Saved entries:
•••••
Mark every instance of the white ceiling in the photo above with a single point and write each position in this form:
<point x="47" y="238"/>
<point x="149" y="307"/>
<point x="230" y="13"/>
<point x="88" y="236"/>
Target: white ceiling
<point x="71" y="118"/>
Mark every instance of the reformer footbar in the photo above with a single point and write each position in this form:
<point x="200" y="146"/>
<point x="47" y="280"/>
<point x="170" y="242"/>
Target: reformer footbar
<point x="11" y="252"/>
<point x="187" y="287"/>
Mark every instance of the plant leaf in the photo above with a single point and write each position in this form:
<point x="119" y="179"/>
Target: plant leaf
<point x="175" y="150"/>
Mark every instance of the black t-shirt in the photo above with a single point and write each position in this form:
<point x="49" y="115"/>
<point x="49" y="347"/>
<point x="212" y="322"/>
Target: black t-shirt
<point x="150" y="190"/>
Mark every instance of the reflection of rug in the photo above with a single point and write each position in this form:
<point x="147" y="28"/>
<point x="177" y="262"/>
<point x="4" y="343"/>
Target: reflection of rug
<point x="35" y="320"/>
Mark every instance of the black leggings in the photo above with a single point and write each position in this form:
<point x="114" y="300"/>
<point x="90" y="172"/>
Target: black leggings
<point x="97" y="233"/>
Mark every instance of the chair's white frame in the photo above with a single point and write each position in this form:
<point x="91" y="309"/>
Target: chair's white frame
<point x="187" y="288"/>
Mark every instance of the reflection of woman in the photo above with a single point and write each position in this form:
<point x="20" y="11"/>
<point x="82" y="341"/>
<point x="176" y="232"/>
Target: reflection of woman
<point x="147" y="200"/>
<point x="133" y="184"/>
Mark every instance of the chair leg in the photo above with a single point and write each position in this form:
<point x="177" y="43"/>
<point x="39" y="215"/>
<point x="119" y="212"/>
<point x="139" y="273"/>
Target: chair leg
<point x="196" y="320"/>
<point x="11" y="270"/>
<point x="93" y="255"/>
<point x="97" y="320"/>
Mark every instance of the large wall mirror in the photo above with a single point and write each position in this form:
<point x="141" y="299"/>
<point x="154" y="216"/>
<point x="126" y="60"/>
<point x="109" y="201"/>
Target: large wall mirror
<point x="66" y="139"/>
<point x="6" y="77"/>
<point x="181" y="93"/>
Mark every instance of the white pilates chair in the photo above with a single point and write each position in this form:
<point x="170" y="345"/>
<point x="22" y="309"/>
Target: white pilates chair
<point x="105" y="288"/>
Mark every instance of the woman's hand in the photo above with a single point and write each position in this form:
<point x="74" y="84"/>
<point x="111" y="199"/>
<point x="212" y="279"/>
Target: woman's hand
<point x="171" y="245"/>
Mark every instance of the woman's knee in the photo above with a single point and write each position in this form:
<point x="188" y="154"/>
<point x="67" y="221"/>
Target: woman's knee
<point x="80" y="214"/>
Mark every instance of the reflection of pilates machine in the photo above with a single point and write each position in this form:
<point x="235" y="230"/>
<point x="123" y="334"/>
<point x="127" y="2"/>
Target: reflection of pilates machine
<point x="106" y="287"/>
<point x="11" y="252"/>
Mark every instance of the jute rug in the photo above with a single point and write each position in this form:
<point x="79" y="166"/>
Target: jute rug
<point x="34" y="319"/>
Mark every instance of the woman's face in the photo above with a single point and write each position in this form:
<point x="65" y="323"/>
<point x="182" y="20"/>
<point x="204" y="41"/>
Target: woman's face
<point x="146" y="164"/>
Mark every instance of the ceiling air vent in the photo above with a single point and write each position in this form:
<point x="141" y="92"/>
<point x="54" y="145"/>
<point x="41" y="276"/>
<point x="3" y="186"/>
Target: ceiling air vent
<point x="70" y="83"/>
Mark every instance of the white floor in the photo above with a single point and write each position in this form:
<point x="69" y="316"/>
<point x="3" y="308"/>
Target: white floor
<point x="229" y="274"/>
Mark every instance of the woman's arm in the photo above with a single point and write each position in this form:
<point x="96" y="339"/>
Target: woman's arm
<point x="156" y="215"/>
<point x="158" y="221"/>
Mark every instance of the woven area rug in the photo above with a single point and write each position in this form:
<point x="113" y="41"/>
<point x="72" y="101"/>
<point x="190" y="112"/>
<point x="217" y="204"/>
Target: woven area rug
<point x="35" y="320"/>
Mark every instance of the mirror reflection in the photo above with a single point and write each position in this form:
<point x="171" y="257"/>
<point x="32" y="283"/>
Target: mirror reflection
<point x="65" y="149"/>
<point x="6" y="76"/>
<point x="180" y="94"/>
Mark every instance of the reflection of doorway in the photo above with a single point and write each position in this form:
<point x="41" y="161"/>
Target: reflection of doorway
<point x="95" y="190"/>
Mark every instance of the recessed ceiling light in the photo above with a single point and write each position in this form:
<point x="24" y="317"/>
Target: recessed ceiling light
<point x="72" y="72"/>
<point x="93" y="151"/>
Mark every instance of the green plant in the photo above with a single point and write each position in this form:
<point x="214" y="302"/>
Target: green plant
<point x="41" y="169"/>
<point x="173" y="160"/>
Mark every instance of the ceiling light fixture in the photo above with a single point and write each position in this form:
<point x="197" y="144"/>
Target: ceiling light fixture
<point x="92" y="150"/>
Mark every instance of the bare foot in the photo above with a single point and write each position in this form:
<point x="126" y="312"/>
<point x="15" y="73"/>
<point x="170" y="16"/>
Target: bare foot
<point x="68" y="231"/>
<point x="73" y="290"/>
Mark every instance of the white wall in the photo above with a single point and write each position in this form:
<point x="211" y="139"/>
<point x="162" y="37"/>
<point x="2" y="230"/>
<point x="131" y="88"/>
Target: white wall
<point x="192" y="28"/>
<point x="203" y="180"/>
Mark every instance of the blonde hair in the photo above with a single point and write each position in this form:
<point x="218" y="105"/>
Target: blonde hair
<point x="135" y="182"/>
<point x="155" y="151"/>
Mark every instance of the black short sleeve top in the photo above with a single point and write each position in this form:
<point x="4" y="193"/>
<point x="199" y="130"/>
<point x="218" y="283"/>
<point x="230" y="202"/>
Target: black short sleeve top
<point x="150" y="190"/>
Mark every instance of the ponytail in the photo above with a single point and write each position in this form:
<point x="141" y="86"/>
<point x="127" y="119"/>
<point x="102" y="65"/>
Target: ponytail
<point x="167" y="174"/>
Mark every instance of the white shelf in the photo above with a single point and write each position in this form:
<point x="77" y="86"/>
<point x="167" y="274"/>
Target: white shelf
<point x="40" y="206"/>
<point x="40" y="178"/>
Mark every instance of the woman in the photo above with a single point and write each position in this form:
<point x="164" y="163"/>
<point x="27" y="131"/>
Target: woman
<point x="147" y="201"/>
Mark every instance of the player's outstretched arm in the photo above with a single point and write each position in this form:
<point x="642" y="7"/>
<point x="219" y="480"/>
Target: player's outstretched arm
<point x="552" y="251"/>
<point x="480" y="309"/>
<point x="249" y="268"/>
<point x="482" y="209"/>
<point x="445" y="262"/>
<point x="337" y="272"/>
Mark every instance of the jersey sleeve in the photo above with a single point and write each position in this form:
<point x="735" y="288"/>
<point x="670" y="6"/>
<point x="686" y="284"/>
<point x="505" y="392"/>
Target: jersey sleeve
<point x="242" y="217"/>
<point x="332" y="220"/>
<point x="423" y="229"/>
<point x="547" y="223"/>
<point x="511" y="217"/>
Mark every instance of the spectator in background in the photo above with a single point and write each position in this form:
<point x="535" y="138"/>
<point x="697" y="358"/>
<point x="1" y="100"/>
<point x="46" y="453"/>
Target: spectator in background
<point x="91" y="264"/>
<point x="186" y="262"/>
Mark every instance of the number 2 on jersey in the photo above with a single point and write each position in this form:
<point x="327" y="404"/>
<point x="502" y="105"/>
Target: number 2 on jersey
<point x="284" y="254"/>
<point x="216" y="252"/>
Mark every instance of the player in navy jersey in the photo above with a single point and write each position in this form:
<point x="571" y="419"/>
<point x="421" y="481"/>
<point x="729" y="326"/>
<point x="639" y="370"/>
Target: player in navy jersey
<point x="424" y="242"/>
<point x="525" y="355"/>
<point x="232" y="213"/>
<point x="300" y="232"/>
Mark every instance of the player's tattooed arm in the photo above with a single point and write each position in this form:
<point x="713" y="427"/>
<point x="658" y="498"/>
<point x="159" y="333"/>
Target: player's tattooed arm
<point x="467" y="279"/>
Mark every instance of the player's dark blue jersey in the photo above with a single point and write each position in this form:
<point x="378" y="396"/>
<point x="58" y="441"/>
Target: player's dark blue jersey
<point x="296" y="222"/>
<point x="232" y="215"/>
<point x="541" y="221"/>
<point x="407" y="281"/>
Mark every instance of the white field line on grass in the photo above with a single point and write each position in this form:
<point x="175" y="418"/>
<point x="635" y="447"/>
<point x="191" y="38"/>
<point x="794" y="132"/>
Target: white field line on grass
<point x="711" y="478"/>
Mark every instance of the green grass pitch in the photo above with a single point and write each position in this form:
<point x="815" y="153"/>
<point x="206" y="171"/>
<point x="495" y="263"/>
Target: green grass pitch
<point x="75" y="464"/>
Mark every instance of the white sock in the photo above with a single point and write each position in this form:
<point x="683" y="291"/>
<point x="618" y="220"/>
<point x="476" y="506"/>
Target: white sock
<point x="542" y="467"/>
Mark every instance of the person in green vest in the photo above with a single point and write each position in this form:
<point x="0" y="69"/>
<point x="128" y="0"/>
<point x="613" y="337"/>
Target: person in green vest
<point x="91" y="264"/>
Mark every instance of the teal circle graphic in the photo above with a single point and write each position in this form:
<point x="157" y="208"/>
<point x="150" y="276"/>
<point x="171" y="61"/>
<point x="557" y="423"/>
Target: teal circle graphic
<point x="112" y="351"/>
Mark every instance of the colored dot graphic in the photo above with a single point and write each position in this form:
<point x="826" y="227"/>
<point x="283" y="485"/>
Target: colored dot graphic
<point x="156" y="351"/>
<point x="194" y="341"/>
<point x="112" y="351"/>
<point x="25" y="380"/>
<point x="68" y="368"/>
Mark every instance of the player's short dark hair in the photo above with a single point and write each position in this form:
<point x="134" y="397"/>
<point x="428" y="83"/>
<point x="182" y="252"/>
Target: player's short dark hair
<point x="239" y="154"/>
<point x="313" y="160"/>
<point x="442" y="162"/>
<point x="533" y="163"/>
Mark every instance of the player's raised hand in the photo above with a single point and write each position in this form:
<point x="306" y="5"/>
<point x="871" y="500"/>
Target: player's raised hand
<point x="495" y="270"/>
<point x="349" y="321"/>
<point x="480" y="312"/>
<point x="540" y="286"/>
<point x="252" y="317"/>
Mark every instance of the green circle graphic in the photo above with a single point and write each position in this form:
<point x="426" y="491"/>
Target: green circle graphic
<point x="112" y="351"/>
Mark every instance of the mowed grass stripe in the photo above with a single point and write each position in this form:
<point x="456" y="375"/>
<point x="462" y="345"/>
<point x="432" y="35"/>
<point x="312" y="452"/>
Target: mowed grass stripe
•••••
WHAT IS REQUIRED: Wherever the word "stripe" appears in a line of the data, copy that line.

WRITTEN ANSWER:
Mark every instance of the mowed grass stripe in the photo above with a single point and write each position in this form:
Target: mowed grass stripe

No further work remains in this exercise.